» WHAT THE TASK REQUIRES
Return the listing below in full, with every line exactly as it is.

(Location annotation dataset excerpts)
########################################
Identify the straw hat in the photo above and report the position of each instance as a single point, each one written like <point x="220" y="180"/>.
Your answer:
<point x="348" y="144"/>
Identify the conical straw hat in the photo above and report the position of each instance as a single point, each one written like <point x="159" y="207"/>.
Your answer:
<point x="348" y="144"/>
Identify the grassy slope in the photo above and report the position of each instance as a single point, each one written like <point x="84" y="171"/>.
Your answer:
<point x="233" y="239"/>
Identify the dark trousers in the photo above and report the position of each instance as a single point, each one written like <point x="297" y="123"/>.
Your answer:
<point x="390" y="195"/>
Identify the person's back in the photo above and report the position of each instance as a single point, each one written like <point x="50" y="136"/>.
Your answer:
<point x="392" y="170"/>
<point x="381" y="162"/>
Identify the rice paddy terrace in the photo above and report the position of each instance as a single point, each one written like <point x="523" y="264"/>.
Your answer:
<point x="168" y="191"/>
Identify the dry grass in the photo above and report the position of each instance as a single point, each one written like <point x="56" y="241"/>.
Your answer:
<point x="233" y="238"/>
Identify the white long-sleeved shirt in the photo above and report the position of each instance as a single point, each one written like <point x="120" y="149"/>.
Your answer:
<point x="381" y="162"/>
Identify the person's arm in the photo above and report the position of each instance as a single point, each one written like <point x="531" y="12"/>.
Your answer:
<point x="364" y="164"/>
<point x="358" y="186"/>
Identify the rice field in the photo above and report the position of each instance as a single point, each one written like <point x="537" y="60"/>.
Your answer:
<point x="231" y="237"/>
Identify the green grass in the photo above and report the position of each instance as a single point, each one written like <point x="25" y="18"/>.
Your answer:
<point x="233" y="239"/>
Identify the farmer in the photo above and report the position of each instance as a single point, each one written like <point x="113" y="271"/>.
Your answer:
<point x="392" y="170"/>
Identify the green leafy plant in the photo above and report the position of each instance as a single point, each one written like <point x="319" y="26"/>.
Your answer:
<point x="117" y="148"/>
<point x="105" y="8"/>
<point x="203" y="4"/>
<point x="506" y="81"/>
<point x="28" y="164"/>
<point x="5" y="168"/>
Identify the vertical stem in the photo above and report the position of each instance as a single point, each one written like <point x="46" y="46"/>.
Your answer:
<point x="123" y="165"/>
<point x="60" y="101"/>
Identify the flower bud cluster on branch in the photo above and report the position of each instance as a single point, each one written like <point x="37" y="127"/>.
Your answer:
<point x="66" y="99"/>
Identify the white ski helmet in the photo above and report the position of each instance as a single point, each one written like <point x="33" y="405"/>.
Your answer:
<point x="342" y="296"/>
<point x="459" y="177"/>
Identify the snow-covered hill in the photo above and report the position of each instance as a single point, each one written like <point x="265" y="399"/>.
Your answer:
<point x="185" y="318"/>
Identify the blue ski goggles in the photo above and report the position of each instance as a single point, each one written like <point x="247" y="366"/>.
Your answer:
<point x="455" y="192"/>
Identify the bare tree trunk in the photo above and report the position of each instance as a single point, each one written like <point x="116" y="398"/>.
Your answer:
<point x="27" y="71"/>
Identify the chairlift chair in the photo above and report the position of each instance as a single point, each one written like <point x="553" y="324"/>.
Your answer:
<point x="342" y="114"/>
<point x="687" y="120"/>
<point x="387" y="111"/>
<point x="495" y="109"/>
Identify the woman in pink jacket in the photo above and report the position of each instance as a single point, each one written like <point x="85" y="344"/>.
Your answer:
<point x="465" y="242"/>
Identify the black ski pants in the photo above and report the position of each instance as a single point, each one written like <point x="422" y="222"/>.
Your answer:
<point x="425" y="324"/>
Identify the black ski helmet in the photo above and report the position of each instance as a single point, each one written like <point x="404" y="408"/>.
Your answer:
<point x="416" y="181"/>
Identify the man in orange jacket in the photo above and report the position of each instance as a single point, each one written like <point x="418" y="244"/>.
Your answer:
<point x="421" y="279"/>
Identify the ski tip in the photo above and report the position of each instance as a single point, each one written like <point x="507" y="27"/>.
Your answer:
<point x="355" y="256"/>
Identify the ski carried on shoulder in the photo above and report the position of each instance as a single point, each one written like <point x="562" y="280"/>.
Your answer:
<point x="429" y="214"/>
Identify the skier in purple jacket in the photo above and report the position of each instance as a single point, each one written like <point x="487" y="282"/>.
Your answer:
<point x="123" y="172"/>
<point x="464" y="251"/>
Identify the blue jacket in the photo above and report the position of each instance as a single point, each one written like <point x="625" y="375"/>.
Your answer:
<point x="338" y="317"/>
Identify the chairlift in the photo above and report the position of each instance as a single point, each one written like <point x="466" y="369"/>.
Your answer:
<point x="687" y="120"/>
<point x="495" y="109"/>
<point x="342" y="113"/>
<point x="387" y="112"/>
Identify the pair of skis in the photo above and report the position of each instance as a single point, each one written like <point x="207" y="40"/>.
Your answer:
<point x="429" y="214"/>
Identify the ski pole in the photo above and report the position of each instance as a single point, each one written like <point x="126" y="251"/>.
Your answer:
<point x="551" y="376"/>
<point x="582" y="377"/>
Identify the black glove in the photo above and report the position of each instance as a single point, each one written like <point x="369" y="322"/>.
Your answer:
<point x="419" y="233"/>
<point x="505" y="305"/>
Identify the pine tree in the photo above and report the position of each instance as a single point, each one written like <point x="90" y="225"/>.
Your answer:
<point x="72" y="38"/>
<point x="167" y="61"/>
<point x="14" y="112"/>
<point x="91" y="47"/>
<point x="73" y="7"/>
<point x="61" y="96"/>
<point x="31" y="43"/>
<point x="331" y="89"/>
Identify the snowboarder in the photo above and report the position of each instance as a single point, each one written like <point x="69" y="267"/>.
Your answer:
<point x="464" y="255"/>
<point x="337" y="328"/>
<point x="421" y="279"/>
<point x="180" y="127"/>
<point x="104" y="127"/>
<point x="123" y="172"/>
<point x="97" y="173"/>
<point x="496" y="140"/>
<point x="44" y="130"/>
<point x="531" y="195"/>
########################################
» TASK SOLUTION
Identify the straw hat in the photo above and report the position of each instance as a single point, each one written like <point x="220" y="180"/>.
Your answer:
<point x="348" y="144"/>
Identify the conical straw hat in the photo above and report the position of each instance as a single point, each one written like <point x="159" y="207"/>.
Your answer:
<point x="348" y="144"/>
Identify the grassy slope in the photo above and report the position of each instance as a single point, each one written like <point x="84" y="171"/>.
Your answer:
<point x="233" y="239"/>
Identify the dark trousers in the photo above and report the position of each instance as a single point, each one written like <point x="297" y="123"/>.
Your answer:
<point x="390" y="195"/>
Identify the person's back in the photo above and report the position of each instance as a single point, each one written like <point x="50" y="136"/>.
Your answer:
<point x="392" y="170"/>
<point x="381" y="162"/>
Identify the rice paddy terrace in the photo above and report the position of each instance as a single point, each one written like <point x="523" y="264"/>.
Your answer:
<point x="168" y="191"/>
Identify the dry grass in the photo above and report the position of each instance as a single point, each one written like <point x="56" y="241"/>.
Your answer:
<point x="233" y="238"/>
Identify the white long-sleeved shirt in the photo above and report the position of each instance as a single point, each one written like <point x="120" y="149"/>.
Your answer:
<point x="381" y="162"/>
Identify the person's arm in the photo above and report the position of each instance as a single point, each one written like <point x="531" y="12"/>.
Your answer:
<point x="364" y="164"/>
<point x="358" y="186"/>
Identify the rice field in the photo above and report the position of each instance as a single point, each one written like <point x="537" y="60"/>.
Your answer:
<point x="231" y="237"/>
Identify the green grass in the photo above and report the position of each instance as a single point, each one written like <point x="25" y="18"/>.
Your answer:
<point x="233" y="239"/>
Identify the farmer in the photo above and report the position of each instance as a single point, each one written like <point x="113" y="271"/>.
Your answer:
<point x="392" y="170"/>
Identify the green leafy plant in the photo above and report the position of each instance as a single point, each one written like <point x="319" y="26"/>.
Your answer:
<point x="117" y="148"/>
<point x="105" y="8"/>
<point x="203" y="4"/>
<point x="506" y="81"/>
<point x="28" y="164"/>
<point x="5" y="168"/>
Identify the vertical stem in the photo above and report the position of each instance as a single point, each one written like <point x="46" y="46"/>.
Your answer:
<point x="123" y="165"/>
<point x="60" y="101"/>
Identify the flower bud cluster on branch in the photo above and report the position of each instance as a single point, each one written like <point x="37" y="127"/>.
Your answer:
<point x="66" y="99"/>
Identify the white ski helmet in the photo above and report the position of each instance as a single point, each one written like <point x="33" y="405"/>.
Your answer:
<point x="342" y="296"/>
<point x="459" y="177"/>
Identify the snow-covered hill in the photo above and report the position of each instance as a single point, each one written like <point x="265" y="399"/>.
Your answer:
<point x="185" y="318"/>
Identify the blue ski goggles in the photo above and report the position of each instance as a single point, each one written like <point x="247" y="366"/>.
Your answer:
<point x="455" y="192"/>
Identify the bare tree trunk in the photo above and report the position of each instance as a single point, each one written like <point x="116" y="398"/>.
Your answer:
<point x="27" y="71"/>
Identify the chairlift chair in the photo above and report the position of each instance as a single point, each one written like <point x="553" y="324"/>.
Your answer:
<point x="342" y="114"/>
<point x="687" y="120"/>
<point x="387" y="111"/>
<point x="495" y="109"/>
Identify the woman in pink jacket in the photo above and report the position of each instance as a single point, each one written like <point x="85" y="344"/>.
Your answer:
<point x="465" y="242"/>
Identify the black ski pants in the photo above and report the position of each instance as a single point, each one written like <point x="422" y="222"/>.
Your answer:
<point x="425" y="324"/>
Identify the black ski helmet in the photo above and report the position of each instance as a single point, each one written like <point x="404" y="408"/>.
Your answer:
<point x="416" y="181"/>
Identify the man in orange jacket in the photo above and report the position of each instance as a single point, each one written like <point x="418" y="244"/>.
Your answer:
<point x="421" y="279"/>
Identify the ski tip in the photo above and report the position of each instance as a single point, each one written like <point x="507" y="27"/>.
Your answer:
<point x="355" y="256"/>
Identify the ski carried on shoulder in the photo above and report the position of each instance as a single point, each one written like <point x="562" y="280"/>.
Your answer:
<point x="429" y="214"/>
Identify the skier in purple jacket in the photo above and report the position of each instance as a single point, each one written like <point x="487" y="282"/>.
Your answer:
<point x="123" y="172"/>
<point x="464" y="251"/>
Identify the blue jacket in the photo above and report the position of each instance as a single point, each one written like <point x="625" y="375"/>.
Your answer:
<point x="338" y="317"/>
Identify the chairlift in the photo above and report the position of each instance as a single point, each one written like <point x="466" y="369"/>.
Your answer:
<point x="687" y="120"/>
<point x="495" y="109"/>
<point x="342" y="113"/>
<point x="387" y="112"/>
Identify the pair of skis in the photo above and report the position of each instance as a single point, each one written like <point x="207" y="40"/>.
Your answer:
<point x="429" y="214"/>
Identify the ski pole in the photo above and report the position of each instance as a single point, each one written like <point x="126" y="251"/>.
Your answer:
<point x="551" y="376"/>
<point x="582" y="377"/>
Identify the black glove in the photo above and report the position of each instance as a single point, each one written like <point x="369" y="322"/>.
Your answer:
<point x="419" y="233"/>
<point x="505" y="305"/>
Identify the pine tree in the photo above and report the position of each instance as a single point, each one written like <point x="90" y="225"/>.
Your answer:
<point x="72" y="38"/>
<point x="167" y="61"/>
<point x="14" y="112"/>
<point x="91" y="47"/>
<point x="73" y="7"/>
<point x="61" y="96"/>
<point x="31" y="43"/>
<point x="331" y="89"/>
Identify the snowboarder in the photo above and report the position of each instance as a single point, each one written like <point x="69" y="267"/>.
Your answer:
<point x="464" y="255"/>
<point x="337" y="328"/>
<point x="421" y="279"/>
<point x="180" y="127"/>
<point x="104" y="127"/>
<point x="123" y="172"/>
<point x="97" y="173"/>
<point x="496" y="140"/>
<point x="44" y="130"/>
<point x="531" y="195"/>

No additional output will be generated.